§ **Ejercicios propuestos**:
a) Según el fragmento sobre la fiesta de Pozuelo, ¿qué vía era la única que se abría ante los chicos?
b) Escribe la continuación del fragmento sobre la fiesta de Pozuelo a partir de su última frase.

§ **Fragmento del documento**:

· · · ·

Bebían tranquilamente sentados en la pradera. Cuando vieron el curso que tomaba la fiesta, cogieron el camino que siguieron los chavales más pacíficos: empezaron a correr, pero... ¿hacia dónde? La orden policial era desalojar, pero no había ningún plan de evacuación. Las calles para acceder al centro del pueblo estaban cortadas, y no había autobuses ni posibilidades de volver a casa para los de fuera de Pozuelo. Sólo se abría ante los chicos la larguísima avenida que llega hasta la estación de tren, una trampa llena de barricadas, fuego, asaltantes, y la comisaría a mitad del camino.
"Al principio unos salvajes nos daban botellazos; pero ahora, del otro lado, los policías repartían a todo lo que se movía", explica Marcos. Tenían que moverse, pero ¿hacia dónde?

· · · ·

§ **Datos extraídos**:
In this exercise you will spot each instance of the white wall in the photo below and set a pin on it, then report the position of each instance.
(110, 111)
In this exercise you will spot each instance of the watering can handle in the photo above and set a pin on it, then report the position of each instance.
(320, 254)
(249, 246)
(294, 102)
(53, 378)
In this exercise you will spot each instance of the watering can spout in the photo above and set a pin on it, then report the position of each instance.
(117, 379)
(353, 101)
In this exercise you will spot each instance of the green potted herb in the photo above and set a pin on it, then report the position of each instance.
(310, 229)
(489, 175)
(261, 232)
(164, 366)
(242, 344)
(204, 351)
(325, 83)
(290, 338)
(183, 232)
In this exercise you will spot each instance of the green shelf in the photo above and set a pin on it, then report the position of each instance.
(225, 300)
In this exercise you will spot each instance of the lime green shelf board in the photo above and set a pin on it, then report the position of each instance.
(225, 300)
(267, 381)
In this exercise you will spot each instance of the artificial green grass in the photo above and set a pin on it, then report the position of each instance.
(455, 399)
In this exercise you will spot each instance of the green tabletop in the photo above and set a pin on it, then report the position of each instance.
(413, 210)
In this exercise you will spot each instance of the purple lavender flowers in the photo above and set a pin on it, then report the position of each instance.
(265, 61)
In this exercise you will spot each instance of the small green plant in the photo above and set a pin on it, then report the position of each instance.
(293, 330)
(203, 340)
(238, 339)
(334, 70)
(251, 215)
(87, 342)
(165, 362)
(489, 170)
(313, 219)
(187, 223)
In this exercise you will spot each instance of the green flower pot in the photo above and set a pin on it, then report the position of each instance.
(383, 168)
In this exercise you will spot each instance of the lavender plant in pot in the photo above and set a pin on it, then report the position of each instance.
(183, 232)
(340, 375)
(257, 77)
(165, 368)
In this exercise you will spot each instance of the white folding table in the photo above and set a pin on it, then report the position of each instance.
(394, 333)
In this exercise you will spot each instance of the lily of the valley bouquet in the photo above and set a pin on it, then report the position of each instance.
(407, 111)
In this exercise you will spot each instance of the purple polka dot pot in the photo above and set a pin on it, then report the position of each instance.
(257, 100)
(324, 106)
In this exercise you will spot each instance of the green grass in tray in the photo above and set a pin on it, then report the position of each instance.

· · · ·

§ **Respuestas por número**:
a) La larguísima avenida que llega hasta la estación de tren.

b)
A su alrededor, muchos chicos llamaban a los portales automáticos de la zona pidiendo refugio. Se apretaban contra los portales esquivando bolas de goma y adoquines. "Yo sólo corría de un lado para otro buscando una salida hacia mi casa. Me fui en cuanto lo conseguí". Fue de los que acabó en el hospital Puerta de Hierro. Se cruzó con un agente que no le hizo demasiadas preguntas. Los testigos no recuerdan que los agentes fueran precisamente amables. Era difícil serlo. Con agentes tumbados en el suelo recibiendo patadas, los antidisturbios no sabían qué rostro adolescente podía encerrar un enemigo. Las porras castigaban a diestro y siniestro. Marcos sintió el crujido de su brazo después del golpe.
"¿De Pozuelo?", le recibieron las enfermeras del Puerta de Hierro. El ambiente en el hospital era tenso. Alcohol y sangre bajo los fluorescentes. El traumatólogo y el oftalmólogo de guardia se encontraban desbordados. La dirección niega que la afluencia fuera elevada comparada con otros fines de semana: "Últimamente nos llegan una barbaridad de peleas", aseguran. Policías y jóvenes heridos se cruzaban por los pasillos. Marcos no consiguió abandonar el centro hasta las dos de la tarde.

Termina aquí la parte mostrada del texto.